*** Dataset records ***

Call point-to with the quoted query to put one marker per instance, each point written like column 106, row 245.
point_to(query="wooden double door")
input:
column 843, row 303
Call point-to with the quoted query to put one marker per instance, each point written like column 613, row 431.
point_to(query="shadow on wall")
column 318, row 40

*** End of Dataset records ***

**Problem statement**
Retype the entries exactly; leave nothing out.

**Answer to this exercise**
Call point-to with the quoted query to put one marker per instance, each point written like column 106, row 245.
point_to(query="wooden double door")
input:
column 843, row 303
Call point-to with the quoted query to put one marker per instance, each point written like column 613, row 431.
point_to(query="shadow on wall")
column 318, row 40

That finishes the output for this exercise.